SET PROBLEM: Retype the data below without altering anything.

RAW RECORDS:
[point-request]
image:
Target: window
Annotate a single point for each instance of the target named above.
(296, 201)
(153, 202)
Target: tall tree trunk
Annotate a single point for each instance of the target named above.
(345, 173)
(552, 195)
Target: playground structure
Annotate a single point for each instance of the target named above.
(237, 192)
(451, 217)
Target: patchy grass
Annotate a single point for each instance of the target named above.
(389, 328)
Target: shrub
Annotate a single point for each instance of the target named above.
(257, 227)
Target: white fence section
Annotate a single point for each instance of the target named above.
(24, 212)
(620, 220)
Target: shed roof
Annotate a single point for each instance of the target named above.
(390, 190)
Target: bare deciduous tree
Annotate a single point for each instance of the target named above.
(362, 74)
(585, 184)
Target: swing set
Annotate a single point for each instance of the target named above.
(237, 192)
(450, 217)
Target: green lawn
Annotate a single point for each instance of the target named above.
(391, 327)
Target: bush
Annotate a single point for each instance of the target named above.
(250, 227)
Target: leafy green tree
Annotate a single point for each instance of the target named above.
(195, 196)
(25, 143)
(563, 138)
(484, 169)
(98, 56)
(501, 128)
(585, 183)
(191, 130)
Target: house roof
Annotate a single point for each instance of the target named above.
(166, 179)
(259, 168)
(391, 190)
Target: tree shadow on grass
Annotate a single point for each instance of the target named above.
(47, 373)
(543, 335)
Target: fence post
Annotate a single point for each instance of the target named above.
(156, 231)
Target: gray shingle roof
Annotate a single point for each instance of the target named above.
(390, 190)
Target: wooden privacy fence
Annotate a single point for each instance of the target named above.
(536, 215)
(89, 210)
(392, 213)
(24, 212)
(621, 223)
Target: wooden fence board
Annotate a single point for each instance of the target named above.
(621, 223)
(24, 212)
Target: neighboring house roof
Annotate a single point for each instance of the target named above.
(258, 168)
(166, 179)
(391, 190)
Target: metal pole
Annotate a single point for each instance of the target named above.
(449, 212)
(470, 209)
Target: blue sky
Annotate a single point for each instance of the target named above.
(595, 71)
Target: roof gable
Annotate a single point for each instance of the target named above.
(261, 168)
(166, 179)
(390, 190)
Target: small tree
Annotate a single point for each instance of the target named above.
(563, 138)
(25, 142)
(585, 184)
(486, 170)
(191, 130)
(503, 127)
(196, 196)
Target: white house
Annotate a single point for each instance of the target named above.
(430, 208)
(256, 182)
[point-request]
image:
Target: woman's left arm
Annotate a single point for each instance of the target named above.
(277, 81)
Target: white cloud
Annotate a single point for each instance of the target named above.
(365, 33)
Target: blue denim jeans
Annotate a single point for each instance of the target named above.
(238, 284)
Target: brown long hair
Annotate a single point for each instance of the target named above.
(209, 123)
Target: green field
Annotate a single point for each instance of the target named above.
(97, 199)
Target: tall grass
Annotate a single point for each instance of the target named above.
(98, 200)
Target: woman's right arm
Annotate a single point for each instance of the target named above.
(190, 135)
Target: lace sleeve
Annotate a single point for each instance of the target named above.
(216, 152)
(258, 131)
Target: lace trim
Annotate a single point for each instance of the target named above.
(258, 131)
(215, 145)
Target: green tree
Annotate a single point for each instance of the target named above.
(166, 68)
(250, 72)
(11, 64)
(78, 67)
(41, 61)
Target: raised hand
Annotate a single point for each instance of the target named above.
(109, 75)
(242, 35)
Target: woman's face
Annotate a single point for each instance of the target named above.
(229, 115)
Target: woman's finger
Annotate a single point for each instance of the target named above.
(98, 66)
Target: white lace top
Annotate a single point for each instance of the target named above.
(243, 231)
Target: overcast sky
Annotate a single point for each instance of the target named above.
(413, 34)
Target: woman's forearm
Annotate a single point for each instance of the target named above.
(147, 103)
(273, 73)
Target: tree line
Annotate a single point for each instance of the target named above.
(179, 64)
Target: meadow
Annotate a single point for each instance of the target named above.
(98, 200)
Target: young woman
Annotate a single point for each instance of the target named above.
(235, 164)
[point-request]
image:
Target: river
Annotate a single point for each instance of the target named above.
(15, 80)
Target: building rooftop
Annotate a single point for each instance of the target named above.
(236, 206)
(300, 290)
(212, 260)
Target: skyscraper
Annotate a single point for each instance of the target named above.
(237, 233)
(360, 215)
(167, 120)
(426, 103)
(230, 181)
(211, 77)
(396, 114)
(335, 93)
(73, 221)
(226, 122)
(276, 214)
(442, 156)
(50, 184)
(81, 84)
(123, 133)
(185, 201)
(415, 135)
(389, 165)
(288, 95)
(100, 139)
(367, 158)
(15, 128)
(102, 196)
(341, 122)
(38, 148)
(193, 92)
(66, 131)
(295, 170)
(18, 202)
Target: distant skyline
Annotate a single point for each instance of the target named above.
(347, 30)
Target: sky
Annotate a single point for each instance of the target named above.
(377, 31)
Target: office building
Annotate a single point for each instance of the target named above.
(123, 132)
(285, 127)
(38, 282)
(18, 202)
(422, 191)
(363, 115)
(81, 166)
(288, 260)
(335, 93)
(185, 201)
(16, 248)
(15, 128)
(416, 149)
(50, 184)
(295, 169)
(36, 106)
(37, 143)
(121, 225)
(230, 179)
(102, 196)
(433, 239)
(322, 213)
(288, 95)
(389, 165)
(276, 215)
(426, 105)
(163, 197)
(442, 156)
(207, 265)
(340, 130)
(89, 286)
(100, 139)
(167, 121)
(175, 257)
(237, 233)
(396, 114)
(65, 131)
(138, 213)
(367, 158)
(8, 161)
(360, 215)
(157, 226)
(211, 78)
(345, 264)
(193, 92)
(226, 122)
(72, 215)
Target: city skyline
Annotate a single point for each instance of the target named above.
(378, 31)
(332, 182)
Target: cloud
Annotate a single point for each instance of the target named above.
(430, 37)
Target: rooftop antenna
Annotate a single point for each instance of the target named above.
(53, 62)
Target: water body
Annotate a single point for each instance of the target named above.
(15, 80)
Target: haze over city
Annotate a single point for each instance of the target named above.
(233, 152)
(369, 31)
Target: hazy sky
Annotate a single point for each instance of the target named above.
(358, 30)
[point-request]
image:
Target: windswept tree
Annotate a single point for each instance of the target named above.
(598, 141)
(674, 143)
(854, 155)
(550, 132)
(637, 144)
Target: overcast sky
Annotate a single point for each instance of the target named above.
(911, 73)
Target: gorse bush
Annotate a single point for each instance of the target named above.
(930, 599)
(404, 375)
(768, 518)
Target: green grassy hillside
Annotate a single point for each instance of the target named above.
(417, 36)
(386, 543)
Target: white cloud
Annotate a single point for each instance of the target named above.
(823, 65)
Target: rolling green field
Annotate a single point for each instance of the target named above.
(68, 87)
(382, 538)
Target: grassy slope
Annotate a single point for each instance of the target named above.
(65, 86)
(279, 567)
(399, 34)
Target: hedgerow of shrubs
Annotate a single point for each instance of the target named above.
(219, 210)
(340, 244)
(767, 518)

FULL RESPONSE:
[point-request]
image:
Target: window
Annotate a single point for each instance of the target named above.
(296, 201)
(153, 202)
Target: tall tree trunk
Annotate a single point for each instance of the target named above.
(345, 173)
(552, 195)
Target: playground structure
Annotate a single point for each instance of the target named above.
(237, 192)
(451, 217)
Target: patchy grass
Annotate a single point for each instance of the target named above.
(389, 328)
Target: shrub
Annotate a single point for each instance of the target named above.
(257, 227)
Target: white fence section
Annotate a single point for each instance of the target named above.
(24, 212)
(620, 220)
Target: shed roof
Annotate a single point for each instance of the target named above.
(390, 190)
Target: bare deciduous tree
Annotate a single point for each instance of the target named above.
(362, 74)
(585, 184)
Target: swing set
Annotate a single point for each instance of the target named above.
(237, 192)
(450, 217)
Target: green lawn
Annotate a single point for each instance of the target named above.
(391, 327)
Target: bush
Annotate a single point for each instance of the target named above.
(250, 227)
Target: leafy green tree
Annotate a single point for each instance of the target named above.
(195, 196)
(25, 143)
(563, 138)
(484, 169)
(98, 56)
(501, 128)
(585, 183)
(191, 130)
Target: house roof
Annotate a single point for each instance of the target named above.
(166, 179)
(259, 168)
(391, 190)
Target: tree shadow on grass
Annotate a single point for each instance of the target named above.
(47, 373)
(543, 335)
Target: fence post
Annotate a single point for each instance of the target named above.
(156, 231)
Target: gray shingle roof
Annotate a single point for each instance of the target named above.
(390, 190)
Target: wooden privacy fence
Annotate a single point for each instance of the target named above.
(536, 215)
(89, 210)
(392, 213)
(24, 212)
(621, 223)
Target: wooden fence board
Annotate a single point for each instance of the target named above.
(621, 223)
(24, 212)
Target: neighboring house roof
Annotate a single point for each instance of the target named above.
(258, 168)
(166, 179)
(391, 190)
Target: metal pole
Annotate a single point for each instance of the target named above.
(449, 212)
(470, 209)
Target: blue sky
Annotate a single point for each instance of the target named above.
(595, 71)
Target: roof gable
Annotate a single point for each instance of the target named above.
(261, 168)
(166, 179)
(390, 190)
Target: small tree
Annotate a single point for each instance of the target named above.
(563, 138)
(25, 142)
(585, 184)
(486, 170)
(191, 130)
(503, 127)
(196, 196)
Target: white house
Annotate a single point for each instance of the target named above.
(430, 208)
(256, 182)
[point-request]
image:
Target: woman's left arm
Annotate a single point for each instance of the target named above.
(277, 81)
Target: white cloud
Annotate a single point for each instance of the target named above.
(365, 33)
Target: blue denim jeans
Annotate a single point for each instance of the target named above.
(238, 284)
Target: brown long hair
Annotate a single point for each instance of the target named above.
(209, 123)
Target: green field
Annotate a single point for each instance of the target named above.
(97, 199)
Target: tall grass
Annotate a single point for each instance of the target named above.
(98, 200)
Target: woman's right arm
Annotate a single point for each instance of the target named above.
(190, 135)
Target: lace sleeve
Annotate a single point for each instance of the target named above.
(216, 152)
(258, 131)
Target: lace trim
Annotate a single point for each instance of the target named above.
(258, 131)
(215, 145)
Target: green tree
Annotate a single point for each instance of the target named above.
(166, 68)
(250, 72)
(11, 64)
(78, 67)
(41, 61)
Target: raised hand
Annotate a single point for each instance of the target named above.
(109, 75)
(242, 35)
Target: woman's face
Annotate a single point for each instance of the target named above.
(229, 115)
Target: woman's finger
Annotate a single point for each instance of the target named above.
(98, 66)
Target: white lace top
Annotate a single point for each instance of the target named above.
(243, 231)
Target: overcast sky
Annotate a single point for each instance of the target named above.
(413, 34)
Target: woman's forearm
Annotate a single point for each instance of the target named above.
(147, 103)
(273, 73)
Target: tree line
Annotate a single point for each instance of the target named above.
(179, 64)
Target: meadow
Annotate a single point for each instance of the target named above.
(98, 200)
Target: young woman
Annotate a single point for each instance of the target named above.
(235, 164)
[point-request]
image:
Target: river
Annotate a single point for each instance of the target named above.
(15, 80)
Target: building rooftop
Annotate a single point for each instance of the target named above.
(236, 206)
(300, 290)
(212, 260)
Target: skyscraper
Annotate a single point for each instance of the target named above.
(237, 233)
(360, 215)
(167, 120)
(426, 103)
(230, 181)
(211, 77)
(396, 114)
(335, 93)
(73, 221)
(226, 122)
(276, 214)
(442, 156)
(50, 184)
(81, 84)
(123, 133)
(185, 201)
(415, 135)
(389, 165)
(288, 95)
(100, 139)
(367, 158)
(15, 128)
(102, 196)
(341, 122)
(38, 148)
(193, 92)
(66, 131)
(295, 170)
(18, 202)
Target: distant skyline
Annotate a single point for each instance of the target named above.
(347, 30)
Target: sky
Annotate a single point for each instance of the target named above.
(377, 31)
Target: office building
Annotate a single point for each instance of the target named above.
(123, 132)
(285, 127)
(38, 282)
(18, 202)
(422, 191)
(363, 115)
(81, 166)
(288, 260)
(335, 93)
(185, 201)
(16, 248)
(15, 128)
(416, 149)
(50, 184)
(295, 169)
(36, 106)
(37, 143)
(121, 225)
(230, 179)
(102, 196)
(433, 239)
(322, 213)
(288, 95)
(389, 165)
(276, 215)
(426, 105)
(163, 197)
(442, 156)
(207, 265)
(340, 130)
(89, 286)
(100, 139)
(167, 121)
(175, 257)
(237, 233)
(396, 114)
(65, 131)
(138, 213)
(367, 158)
(8, 161)
(360, 215)
(157, 226)
(211, 78)
(345, 264)
(193, 92)
(226, 122)
(72, 215)
Target: city skyline
Annotate a single point for each instance of the target named above.
(378, 31)
(332, 182)
Target: cloud
Annotate a single point for each instance of the target named above.
(430, 37)
Target: rooftop antenna
Annotate a single point for each instance of the target named above.
(53, 62)
Target: water body
Annotate a single point for each instance of the target named above.
(15, 80)
Target: haze over city
Annotate a single point for each instance of the target named above.
(233, 152)
(369, 31)
Target: hazy sky
Annotate a single point for each instance of the target named above.
(358, 30)
[point-request]
image:
Target: windswept tree
Annotate a single point for each instance of the target named above.
(598, 141)
(674, 143)
(854, 155)
(550, 132)
(637, 144)
Target: overcast sky
Annotate a single point for each instance of the target named above.
(911, 73)
Target: gorse bush
Annotate a single point for each instance of the target named above.
(930, 599)
(404, 375)
(768, 518)
Target: green grassy hillside
Annotate a single point for each instance of the target named above.
(417, 36)
(386, 543)
Target: white cloud
Annotate a single point for each instance of the target named above.
(823, 65)
Target: rolling green field
Annotate a single point for each instance of the target named above.
(68, 87)
(382, 538)
Target: grassy slope
Annotate a single point for each instance of the target named above.
(65, 86)
(279, 567)
(399, 34)
Target: hedgerow of shrubs
Annotate a single point for each instance of the target named above.
(219, 210)
(340, 244)
(767, 518)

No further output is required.